** start GIVEN RECORDS **

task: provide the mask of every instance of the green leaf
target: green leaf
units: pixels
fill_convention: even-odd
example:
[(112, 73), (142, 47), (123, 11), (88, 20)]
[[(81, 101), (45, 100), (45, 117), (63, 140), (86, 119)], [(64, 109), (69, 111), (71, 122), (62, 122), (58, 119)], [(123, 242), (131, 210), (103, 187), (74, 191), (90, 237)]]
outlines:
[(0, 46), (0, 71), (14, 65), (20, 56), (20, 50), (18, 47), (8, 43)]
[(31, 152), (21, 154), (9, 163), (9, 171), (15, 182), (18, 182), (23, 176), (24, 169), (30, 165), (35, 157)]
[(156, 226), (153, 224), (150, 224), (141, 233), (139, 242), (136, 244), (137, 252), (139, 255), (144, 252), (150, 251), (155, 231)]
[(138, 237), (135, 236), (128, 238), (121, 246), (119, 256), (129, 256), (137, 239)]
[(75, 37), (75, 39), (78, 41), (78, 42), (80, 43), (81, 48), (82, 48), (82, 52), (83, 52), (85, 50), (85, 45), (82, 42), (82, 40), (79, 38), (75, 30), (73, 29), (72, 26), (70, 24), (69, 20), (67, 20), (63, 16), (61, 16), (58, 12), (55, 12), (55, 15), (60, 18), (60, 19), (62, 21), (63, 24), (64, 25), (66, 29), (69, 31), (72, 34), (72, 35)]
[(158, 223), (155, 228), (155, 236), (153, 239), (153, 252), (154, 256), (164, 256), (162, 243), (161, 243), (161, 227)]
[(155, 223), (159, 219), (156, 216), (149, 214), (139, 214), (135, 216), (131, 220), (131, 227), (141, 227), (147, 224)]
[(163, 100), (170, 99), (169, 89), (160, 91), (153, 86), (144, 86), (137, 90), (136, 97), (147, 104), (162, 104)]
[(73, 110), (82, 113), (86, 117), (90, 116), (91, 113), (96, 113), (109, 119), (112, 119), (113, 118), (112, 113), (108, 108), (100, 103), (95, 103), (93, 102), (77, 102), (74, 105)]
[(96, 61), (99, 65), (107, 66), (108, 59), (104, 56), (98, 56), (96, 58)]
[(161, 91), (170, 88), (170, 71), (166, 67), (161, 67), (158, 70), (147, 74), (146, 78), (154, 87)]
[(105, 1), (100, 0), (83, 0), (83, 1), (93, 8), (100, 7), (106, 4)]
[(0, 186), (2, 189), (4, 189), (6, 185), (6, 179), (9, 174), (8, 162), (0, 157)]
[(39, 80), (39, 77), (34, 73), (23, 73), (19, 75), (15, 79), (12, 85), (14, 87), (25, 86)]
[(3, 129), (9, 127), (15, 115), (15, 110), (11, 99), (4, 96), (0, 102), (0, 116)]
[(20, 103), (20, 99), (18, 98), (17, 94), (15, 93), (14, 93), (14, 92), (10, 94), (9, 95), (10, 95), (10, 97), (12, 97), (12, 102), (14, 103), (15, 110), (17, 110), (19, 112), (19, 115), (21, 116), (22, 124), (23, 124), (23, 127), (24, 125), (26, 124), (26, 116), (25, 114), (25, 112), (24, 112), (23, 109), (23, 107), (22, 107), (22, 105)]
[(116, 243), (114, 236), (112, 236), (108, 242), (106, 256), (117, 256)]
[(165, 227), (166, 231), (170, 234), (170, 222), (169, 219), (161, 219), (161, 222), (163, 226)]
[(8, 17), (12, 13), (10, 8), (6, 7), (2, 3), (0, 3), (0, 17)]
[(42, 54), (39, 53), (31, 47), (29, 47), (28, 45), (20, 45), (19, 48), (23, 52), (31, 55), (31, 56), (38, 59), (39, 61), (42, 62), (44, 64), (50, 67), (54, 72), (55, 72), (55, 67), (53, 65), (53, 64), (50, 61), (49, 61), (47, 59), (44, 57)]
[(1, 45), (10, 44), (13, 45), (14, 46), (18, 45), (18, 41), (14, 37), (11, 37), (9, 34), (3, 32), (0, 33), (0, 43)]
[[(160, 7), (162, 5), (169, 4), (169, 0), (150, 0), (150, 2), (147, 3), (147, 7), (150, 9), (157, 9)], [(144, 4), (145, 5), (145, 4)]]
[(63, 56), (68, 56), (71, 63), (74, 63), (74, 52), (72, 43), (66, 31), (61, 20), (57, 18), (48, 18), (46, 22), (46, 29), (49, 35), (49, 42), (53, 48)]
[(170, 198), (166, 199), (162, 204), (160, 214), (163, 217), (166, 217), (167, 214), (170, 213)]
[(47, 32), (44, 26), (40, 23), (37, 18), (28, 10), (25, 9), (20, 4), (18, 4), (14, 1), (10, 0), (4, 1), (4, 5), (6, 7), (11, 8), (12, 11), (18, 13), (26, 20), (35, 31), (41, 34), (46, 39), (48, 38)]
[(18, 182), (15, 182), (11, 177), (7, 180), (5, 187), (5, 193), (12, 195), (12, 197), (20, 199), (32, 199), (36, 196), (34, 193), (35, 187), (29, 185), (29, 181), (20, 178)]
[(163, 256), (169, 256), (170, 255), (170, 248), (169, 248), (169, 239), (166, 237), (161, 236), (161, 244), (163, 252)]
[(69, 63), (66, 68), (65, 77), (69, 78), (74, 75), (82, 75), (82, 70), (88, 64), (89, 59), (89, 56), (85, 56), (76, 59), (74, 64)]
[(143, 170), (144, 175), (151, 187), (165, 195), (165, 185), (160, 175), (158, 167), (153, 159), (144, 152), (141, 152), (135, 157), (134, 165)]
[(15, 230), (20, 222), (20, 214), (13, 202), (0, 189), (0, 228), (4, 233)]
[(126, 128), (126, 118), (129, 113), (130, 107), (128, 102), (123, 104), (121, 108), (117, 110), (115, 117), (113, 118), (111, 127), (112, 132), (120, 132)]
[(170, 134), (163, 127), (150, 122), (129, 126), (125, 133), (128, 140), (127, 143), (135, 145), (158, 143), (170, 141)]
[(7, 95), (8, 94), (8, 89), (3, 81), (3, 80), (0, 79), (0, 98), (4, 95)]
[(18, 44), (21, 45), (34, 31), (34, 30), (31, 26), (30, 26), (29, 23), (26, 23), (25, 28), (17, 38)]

** end GIVEN RECORDS **

Could you quote the material above in full, exactly as it stands?

- [ANSWER TO THIS PROBLEM]:
task: provide the mask of every instance of the green leaf
target: green leaf
units: pixels
fill_convention: even-odd
example:
[(112, 73), (142, 47), (123, 11), (88, 20)]
[[(81, 101), (45, 100), (45, 117), (63, 140), (86, 119)], [(64, 109), (69, 111), (71, 122), (62, 122), (58, 119)], [(123, 242), (131, 210), (103, 187), (74, 191), (90, 237)]]
outlines:
[(0, 46), (0, 71), (14, 65), (20, 56), (20, 50), (18, 47), (8, 43)]
[(31, 152), (21, 154), (9, 163), (9, 171), (15, 182), (18, 182), (23, 176), (24, 169), (30, 165), (35, 157)]
[(156, 226), (153, 224), (150, 224), (141, 233), (139, 242), (136, 244), (137, 252), (139, 255), (144, 252), (150, 251), (155, 231)]
[(138, 237), (135, 236), (128, 238), (121, 246), (119, 256), (129, 256), (137, 239)]
[(75, 37), (75, 39), (78, 41), (78, 42), (80, 43), (81, 48), (82, 48), (82, 52), (83, 52), (85, 50), (85, 45), (82, 42), (82, 40), (79, 38), (75, 30), (73, 29), (72, 26), (70, 24), (69, 20), (67, 20), (63, 16), (61, 16), (58, 12), (55, 12), (55, 15), (60, 18), (60, 19), (62, 21), (63, 24), (64, 25), (66, 29), (69, 31), (72, 34), (72, 35)]
[(158, 223), (155, 228), (155, 236), (153, 239), (153, 252), (154, 256), (164, 256), (162, 243), (161, 243), (161, 227)]
[(155, 223), (159, 219), (156, 216), (149, 214), (139, 214), (135, 216), (131, 220), (131, 227), (141, 227), (147, 224)]
[(163, 100), (170, 99), (169, 89), (160, 91), (153, 86), (144, 86), (137, 90), (136, 97), (147, 104), (162, 104)]
[(73, 110), (82, 113), (86, 117), (90, 116), (91, 113), (96, 113), (109, 119), (112, 119), (113, 118), (112, 113), (108, 108), (100, 103), (95, 103), (93, 102), (77, 102), (74, 105)]
[(96, 61), (99, 65), (107, 66), (108, 59), (104, 56), (98, 56), (96, 58)]
[(161, 91), (170, 88), (170, 71), (166, 67), (161, 67), (158, 70), (147, 74), (146, 78), (154, 87)]
[(105, 1), (100, 0), (83, 0), (83, 1), (93, 8), (100, 7), (106, 4)]
[(0, 186), (2, 189), (4, 189), (6, 185), (6, 179), (9, 174), (8, 162), (0, 157)]
[(39, 80), (39, 77), (34, 73), (23, 73), (19, 75), (15, 79), (12, 85), (14, 87), (25, 86)]
[(3, 129), (9, 127), (15, 115), (15, 110), (11, 99), (4, 96), (0, 102), (0, 116)]
[(20, 103), (20, 99), (18, 98), (17, 94), (15, 93), (14, 93), (14, 92), (10, 94), (9, 95), (10, 95), (10, 97), (12, 97), (12, 102), (14, 103), (15, 110), (17, 110), (19, 112), (19, 115), (21, 116), (22, 124), (23, 124), (23, 127), (24, 125), (26, 124), (26, 116), (25, 114), (25, 112), (24, 112), (23, 109), (23, 107), (22, 107), (22, 105)]
[(116, 243), (114, 236), (112, 236), (108, 242), (106, 256), (117, 256)]
[(165, 227), (166, 231), (170, 234), (170, 222), (169, 219), (161, 219), (161, 222), (163, 226)]
[(8, 17), (12, 13), (10, 8), (6, 7), (2, 3), (0, 3), (0, 17)]
[(42, 54), (39, 53), (31, 47), (29, 47), (28, 45), (20, 45), (19, 48), (23, 52), (31, 55), (31, 56), (38, 59), (39, 61), (42, 62), (44, 64), (50, 67), (54, 72), (55, 72), (55, 67), (53, 65), (53, 64), (50, 61), (49, 61), (47, 59), (44, 57)]
[(1, 45), (10, 44), (13, 45), (14, 46), (18, 45), (18, 41), (14, 37), (11, 37), (9, 34), (3, 32), (0, 33), (0, 43)]
[[(160, 7), (162, 5), (169, 4), (169, 0), (150, 0), (150, 2), (147, 3), (147, 7), (150, 9), (157, 9)], [(144, 4), (145, 5), (145, 4)]]
[(63, 56), (68, 56), (71, 63), (74, 63), (74, 52), (72, 43), (66, 31), (61, 20), (57, 18), (48, 18), (46, 22), (46, 29), (49, 35), (49, 42), (53, 48)]
[(170, 198), (166, 199), (162, 204), (160, 214), (163, 217), (166, 217), (167, 214), (170, 213)]
[(47, 32), (44, 26), (40, 23), (37, 18), (28, 10), (25, 9), (20, 4), (18, 4), (14, 1), (10, 0), (4, 1), (4, 5), (6, 7), (11, 8), (12, 11), (18, 13), (26, 20), (35, 31), (41, 34), (46, 39), (48, 38)]
[(18, 182), (15, 182), (11, 177), (7, 180), (5, 187), (5, 193), (12, 195), (12, 197), (20, 199), (32, 199), (36, 196), (34, 193), (35, 187), (29, 185), (29, 181), (20, 178)]
[(163, 256), (169, 256), (170, 255), (170, 248), (169, 248), (169, 239), (166, 237), (161, 236), (161, 244), (163, 252)]
[(69, 63), (66, 68), (65, 77), (69, 78), (74, 75), (82, 75), (82, 70), (88, 64), (89, 59), (89, 56), (85, 56), (76, 59), (74, 64)]
[(143, 170), (144, 175), (151, 187), (165, 195), (165, 185), (160, 175), (158, 167), (153, 159), (144, 152), (141, 152), (135, 157), (134, 165)]
[(15, 230), (20, 222), (20, 214), (13, 202), (0, 189), (0, 228), (4, 233)]
[(126, 128), (126, 118), (129, 113), (130, 107), (128, 102), (123, 104), (121, 108), (117, 110), (115, 117), (113, 118), (111, 127), (112, 132), (120, 132)]
[(170, 134), (163, 127), (150, 122), (129, 126), (125, 133), (128, 140), (127, 143), (135, 145), (158, 143), (170, 141)]
[(7, 95), (8, 94), (8, 89), (3, 81), (3, 80), (0, 79), (0, 98), (4, 95)]
[(18, 44), (21, 45), (34, 31), (34, 30), (31, 26), (30, 26), (29, 23), (26, 23), (25, 28), (17, 38)]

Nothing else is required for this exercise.